[Exercise inputs — start]

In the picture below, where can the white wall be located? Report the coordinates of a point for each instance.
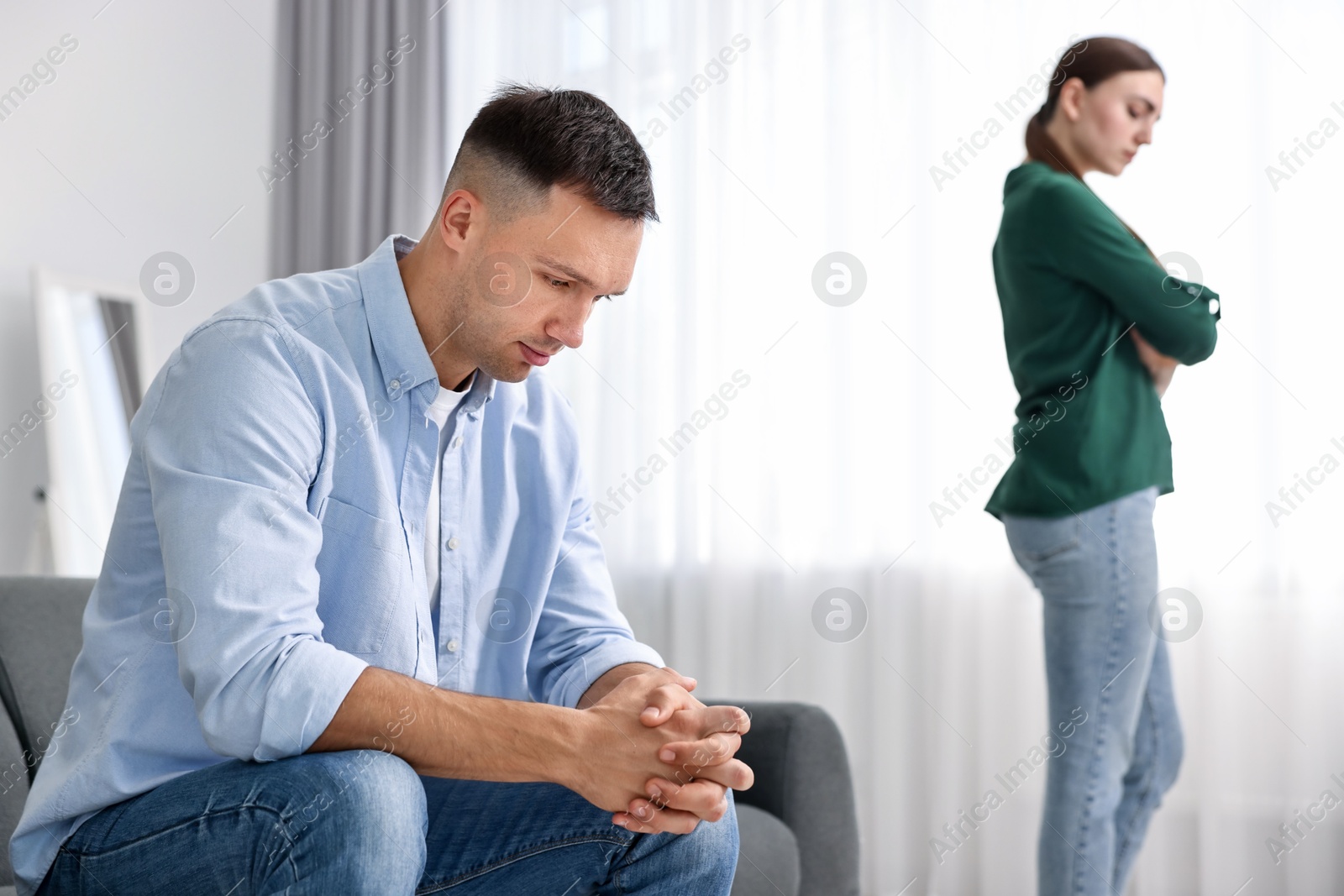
(154, 127)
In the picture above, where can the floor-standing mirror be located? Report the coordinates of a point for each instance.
(92, 363)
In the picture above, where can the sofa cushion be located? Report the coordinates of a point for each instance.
(39, 641)
(13, 790)
(768, 862)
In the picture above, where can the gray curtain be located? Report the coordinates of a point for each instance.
(360, 128)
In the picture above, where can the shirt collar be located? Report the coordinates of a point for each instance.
(391, 327)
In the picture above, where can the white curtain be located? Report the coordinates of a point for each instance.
(785, 130)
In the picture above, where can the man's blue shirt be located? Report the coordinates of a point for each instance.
(269, 544)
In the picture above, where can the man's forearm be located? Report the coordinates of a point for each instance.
(609, 679)
(448, 734)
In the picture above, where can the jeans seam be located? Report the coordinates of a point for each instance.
(1124, 842)
(526, 853)
(1104, 703)
(81, 855)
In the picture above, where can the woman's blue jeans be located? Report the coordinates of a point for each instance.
(362, 821)
(1097, 573)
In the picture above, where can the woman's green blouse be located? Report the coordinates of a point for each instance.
(1072, 282)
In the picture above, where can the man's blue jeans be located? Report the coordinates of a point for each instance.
(362, 821)
(1097, 573)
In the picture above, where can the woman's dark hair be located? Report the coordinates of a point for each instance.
(528, 139)
(1095, 60)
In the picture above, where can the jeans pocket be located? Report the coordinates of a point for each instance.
(1038, 539)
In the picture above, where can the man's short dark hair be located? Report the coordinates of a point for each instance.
(528, 139)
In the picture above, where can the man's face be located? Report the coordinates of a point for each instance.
(524, 289)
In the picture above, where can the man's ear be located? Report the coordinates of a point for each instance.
(457, 217)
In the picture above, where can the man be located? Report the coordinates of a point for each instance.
(355, 633)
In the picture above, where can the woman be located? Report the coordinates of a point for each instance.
(1095, 327)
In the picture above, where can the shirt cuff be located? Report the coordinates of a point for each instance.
(595, 664)
(304, 698)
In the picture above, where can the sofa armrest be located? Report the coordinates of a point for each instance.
(803, 778)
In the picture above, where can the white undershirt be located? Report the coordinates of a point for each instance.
(438, 411)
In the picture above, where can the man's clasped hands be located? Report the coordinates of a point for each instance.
(662, 759)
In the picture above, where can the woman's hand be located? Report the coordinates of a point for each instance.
(1160, 367)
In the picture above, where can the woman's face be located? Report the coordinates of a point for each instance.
(1108, 123)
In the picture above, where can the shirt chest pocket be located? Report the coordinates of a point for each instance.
(365, 574)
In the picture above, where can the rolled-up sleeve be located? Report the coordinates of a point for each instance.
(1178, 316)
(581, 633)
(230, 452)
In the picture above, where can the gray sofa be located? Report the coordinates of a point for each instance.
(800, 835)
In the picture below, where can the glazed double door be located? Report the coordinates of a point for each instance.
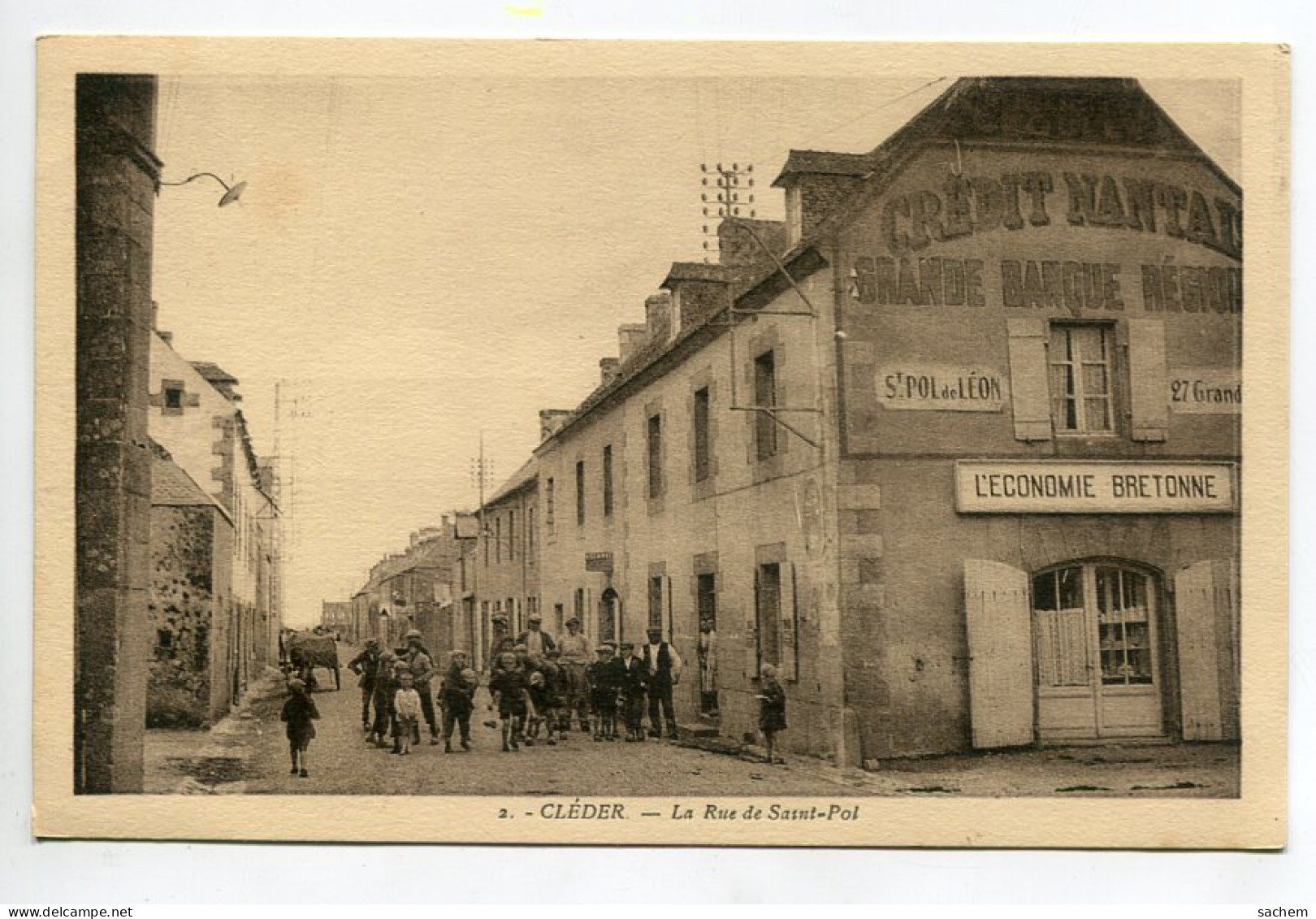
(1095, 656)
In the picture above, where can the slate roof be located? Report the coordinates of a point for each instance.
(528, 471)
(214, 373)
(955, 115)
(823, 163)
(174, 488)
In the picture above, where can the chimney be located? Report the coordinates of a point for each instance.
(552, 419)
(658, 319)
(696, 291)
(630, 339)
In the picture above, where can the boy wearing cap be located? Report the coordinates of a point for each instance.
(537, 641)
(575, 657)
(600, 677)
(299, 713)
(457, 696)
(365, 666)
(383, 687)
(422, 666)
(407, 704)
(509, 687)
(634, 681)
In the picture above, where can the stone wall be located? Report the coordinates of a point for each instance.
(182, 610)
(116, 174)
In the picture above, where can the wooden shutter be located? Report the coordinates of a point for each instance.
(1029, 390)
(1206, 598)
(1001, 655)
(1149, 410)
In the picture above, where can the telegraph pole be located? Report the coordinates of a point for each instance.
(728, 193)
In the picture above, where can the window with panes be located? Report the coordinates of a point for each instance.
(656, 602)
(607, 481)
(1080, 358)
(581, 494)
(765, 395)
(703, 457)
(654, 454)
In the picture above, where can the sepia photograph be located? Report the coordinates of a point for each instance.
(608, 440)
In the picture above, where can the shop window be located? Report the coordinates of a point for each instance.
(706, 603)
(703, 460)
(765, 397)
(548, 505)
(1059, 624)
(768, 609)
(607, 481)
(1123, 627)
(1080, 358)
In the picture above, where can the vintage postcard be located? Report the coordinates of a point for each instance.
(662, 443)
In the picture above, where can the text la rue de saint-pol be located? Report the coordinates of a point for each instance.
(720, 813)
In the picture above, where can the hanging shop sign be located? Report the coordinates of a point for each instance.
(1205, 390)
(942, 388)
(598, 561)
(1095, 488)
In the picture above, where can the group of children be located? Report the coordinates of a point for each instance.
(530, 696)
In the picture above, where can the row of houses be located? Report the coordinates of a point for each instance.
(214, 592)
(955, 447)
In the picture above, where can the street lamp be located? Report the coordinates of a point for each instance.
(231, 193)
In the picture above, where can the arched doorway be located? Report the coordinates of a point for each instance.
(609, 626)
(1097, 652)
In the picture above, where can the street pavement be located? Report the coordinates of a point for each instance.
(248, 753)
(343, 762)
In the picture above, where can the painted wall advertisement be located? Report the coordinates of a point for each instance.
(1095, 488)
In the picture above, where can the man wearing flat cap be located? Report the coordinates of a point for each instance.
(575, 657)
(536, 640)
(664, 665)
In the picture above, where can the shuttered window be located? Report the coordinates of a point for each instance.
(1080, 360)
(1028, 384)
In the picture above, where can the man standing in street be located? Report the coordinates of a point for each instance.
(422, 668)
(537, 643)
(575, 658)
(664, 665)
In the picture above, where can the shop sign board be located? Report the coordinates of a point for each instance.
(1095, 488)
(598, 561)
(1206, 390)
(938, 388)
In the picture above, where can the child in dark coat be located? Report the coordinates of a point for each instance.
(299, 714)
(457, 696)
(772, 707)
(602, 685)
(509, 689)
(634, 674)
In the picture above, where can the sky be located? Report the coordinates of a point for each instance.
(416, 265)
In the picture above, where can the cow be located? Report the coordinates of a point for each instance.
(308, 651)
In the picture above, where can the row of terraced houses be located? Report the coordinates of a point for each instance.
(955, 447)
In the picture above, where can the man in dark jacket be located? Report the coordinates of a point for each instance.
(536, 640)
(365, 665)
(664, 665)
(634, 677)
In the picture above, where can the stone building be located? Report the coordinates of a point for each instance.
(193, 416)
(959, 458)
(503, 574)
(411, 589)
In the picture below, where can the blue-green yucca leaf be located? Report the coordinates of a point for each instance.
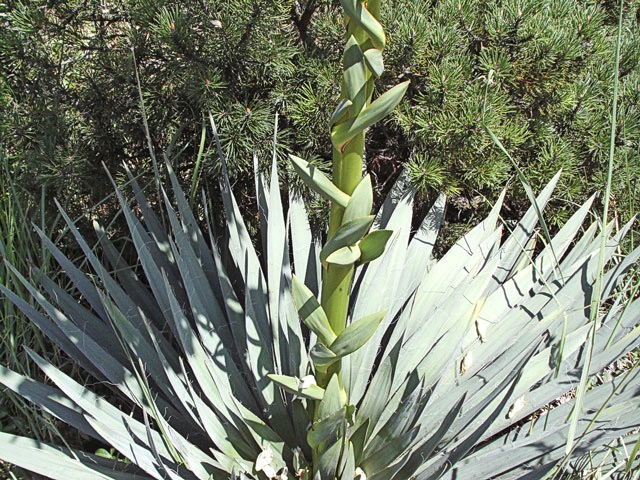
(333, 399)
(297, 387)
(376, 111)
(62, 464)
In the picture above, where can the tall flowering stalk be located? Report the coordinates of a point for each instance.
(350, 243)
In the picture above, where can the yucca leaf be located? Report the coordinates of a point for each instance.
(347, 235)
(322, 357)
(356, 334)
(311, 312)
(340, 112)
(374, 60)
(319, 182)
(327, 432)
(361, 201)
(292, 385)
(333, 399)
(344, 256)
(373, 245)
(355, 75)
(356, 11)
(61, 464)
(372, 114)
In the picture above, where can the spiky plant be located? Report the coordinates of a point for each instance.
(225, 364)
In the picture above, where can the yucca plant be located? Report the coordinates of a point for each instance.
(374, 361)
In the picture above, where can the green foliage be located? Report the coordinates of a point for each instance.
(444, 382)
(537, 73)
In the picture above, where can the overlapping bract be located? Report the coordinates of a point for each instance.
(472, 345)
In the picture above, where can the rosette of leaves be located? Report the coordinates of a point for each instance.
(226, 364)
(471, 346)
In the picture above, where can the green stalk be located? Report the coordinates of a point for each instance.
(337, 279)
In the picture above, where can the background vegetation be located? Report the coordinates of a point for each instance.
(538, 73)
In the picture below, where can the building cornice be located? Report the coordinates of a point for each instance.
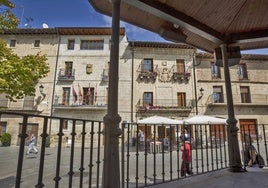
(63, 31)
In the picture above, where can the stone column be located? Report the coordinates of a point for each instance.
(233, 145)
(111, 168)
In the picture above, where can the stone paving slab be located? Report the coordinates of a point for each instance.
(253, 178)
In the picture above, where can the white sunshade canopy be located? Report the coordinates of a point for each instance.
(200, 119)
(159, 120)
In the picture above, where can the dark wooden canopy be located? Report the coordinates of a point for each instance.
(204, 24)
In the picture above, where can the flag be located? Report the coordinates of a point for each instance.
(80, 96)
(95, 100)
(88, 96)
(74, 94)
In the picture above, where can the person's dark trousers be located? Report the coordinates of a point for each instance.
(185, 168)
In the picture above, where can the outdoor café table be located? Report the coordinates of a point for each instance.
(155, 148)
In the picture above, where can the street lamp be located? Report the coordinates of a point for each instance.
(41, 89)
(201, 91)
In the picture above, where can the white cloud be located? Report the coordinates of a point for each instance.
(133, 32)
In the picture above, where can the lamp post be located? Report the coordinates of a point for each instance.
(201, 90)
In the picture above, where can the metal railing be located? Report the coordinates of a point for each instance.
(79, 161)
(256, 99)
(164, 104)
(152, 161)
(80, 101)
(65, 75)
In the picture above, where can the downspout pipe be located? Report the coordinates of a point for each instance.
(111, 167)
(54, 81)
(235, 163)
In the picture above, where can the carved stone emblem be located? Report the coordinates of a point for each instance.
(164, 75)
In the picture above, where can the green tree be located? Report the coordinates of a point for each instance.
(18, 75)
(7, 19)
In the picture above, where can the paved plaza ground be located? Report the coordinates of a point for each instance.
(254, 177)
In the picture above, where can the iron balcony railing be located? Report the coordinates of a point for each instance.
(65, 75)
(163, 104)
(19, 104)
(75, 155)
(74, 102)
(249, 100)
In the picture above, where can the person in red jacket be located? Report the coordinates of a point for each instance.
(186, 156)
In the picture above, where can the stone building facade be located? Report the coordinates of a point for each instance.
(165, 79)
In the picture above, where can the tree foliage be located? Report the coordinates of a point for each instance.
(7, 19)
(18, 75)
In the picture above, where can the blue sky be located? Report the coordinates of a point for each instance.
(78, 13)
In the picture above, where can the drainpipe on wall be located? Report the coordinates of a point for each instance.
(112, 118)
(54, 81)
(132, 80)
(233, 145)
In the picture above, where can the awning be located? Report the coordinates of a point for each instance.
(201, 119)
(159, 120)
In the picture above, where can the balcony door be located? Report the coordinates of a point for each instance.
(66, 96)
(181, 98)
(180, 65)
(68, 68)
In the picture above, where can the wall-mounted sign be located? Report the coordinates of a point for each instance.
(89, 68)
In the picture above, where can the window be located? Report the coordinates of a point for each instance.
(12, 43)
(3, 100)
(180, 65)
(242, 71)
(70, 44)
(181, 98)
(68, 68)
(65, 124)
(147, 99)
(66, 96)
(92, 45)
(215, 71)
(37, 43)
(217, 94)
(88, 96)
(3, 127)
(147, 65)
(245, 94)
(28, 103)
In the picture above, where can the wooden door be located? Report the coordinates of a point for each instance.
(249, 126)
(31, 129)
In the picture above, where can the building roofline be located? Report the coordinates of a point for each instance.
(244, 56)
(64, 31)
(158, 44)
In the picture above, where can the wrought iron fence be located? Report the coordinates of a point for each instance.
(144, 162)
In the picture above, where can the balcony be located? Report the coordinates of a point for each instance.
(105, 75)
(164, 106)
(255, 100)
(65, 75)
(95, 102)
(147, 75)
(178, 76)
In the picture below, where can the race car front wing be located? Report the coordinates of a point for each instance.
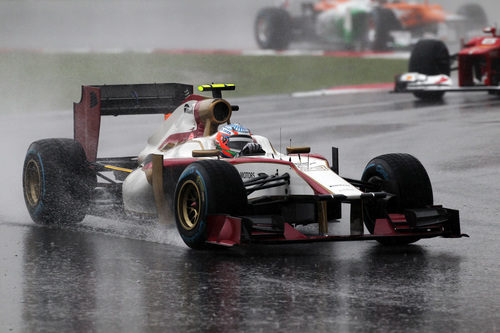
(420, 223)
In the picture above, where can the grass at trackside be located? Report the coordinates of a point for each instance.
(52, 81)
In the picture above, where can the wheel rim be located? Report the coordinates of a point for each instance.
(32, 183)
(189, 205)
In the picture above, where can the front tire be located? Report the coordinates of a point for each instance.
(57, 181)
(430, 57)
(273, 29)
(403, 176)
(206, 187)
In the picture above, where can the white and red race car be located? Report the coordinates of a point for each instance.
(259, 196)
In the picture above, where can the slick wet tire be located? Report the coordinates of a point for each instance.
(204, 188)
(430, 57)
(405, 178)
(57, 181)
(273, 29)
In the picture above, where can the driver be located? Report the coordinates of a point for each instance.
(233, 140)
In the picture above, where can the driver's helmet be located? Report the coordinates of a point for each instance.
(231, 139)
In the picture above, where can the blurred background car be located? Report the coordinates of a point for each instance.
(363, 24)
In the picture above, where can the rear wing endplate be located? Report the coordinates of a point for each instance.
(126, 99)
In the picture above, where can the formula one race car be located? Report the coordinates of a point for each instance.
(223, 186)
(430, 67)
(362, 24)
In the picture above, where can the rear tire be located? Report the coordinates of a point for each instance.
(57, 181)
(403, 176)
(273, 28)
(430, 57)
(384, 21)
(476, 18)
(206, 187)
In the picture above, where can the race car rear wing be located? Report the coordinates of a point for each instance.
(126, 99)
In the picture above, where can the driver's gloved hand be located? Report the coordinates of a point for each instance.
(252, 149)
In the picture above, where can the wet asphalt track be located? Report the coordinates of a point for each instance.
(112, 276)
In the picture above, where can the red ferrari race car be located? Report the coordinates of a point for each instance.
(220, 183)
(430, 66)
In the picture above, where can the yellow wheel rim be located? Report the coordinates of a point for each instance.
(189, 205)
(32, 183)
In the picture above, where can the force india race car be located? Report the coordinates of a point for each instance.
(430, 66)
(258, 196)
(363, 24)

[Exercise inputs — finish]

Work task
Please restate, exactly as written, the line that holds "In the picture above, where can the race" and all remaining lines of the data above, and only those.

Exercise answer
In the picture above, where can the race car rear wing be located? Report the coordinates of a point for each instance.
(126, 99)
In the picture above, where can the driver's gloved hand be located? Report the coordinates of a point for each instance.
(252, 149)
In the picture above, where can the wet asphalt track be located? Report the coordinates of a point for each instance.
(112, 276)
In the picture above, where can the red ferrari race car be located? Report the coordinates of a point for each instance.
(220, 183)
(430, 66)
In the picture above, where can the yellow wheel rim be located? Report the coordinates of a point for each instance.
(189, 205)
(32, 183)
In the picture above, where can the force india race car be located? Report the coordinates of a point for each instance.
(430, 66)
(258, 196)
(363, 24)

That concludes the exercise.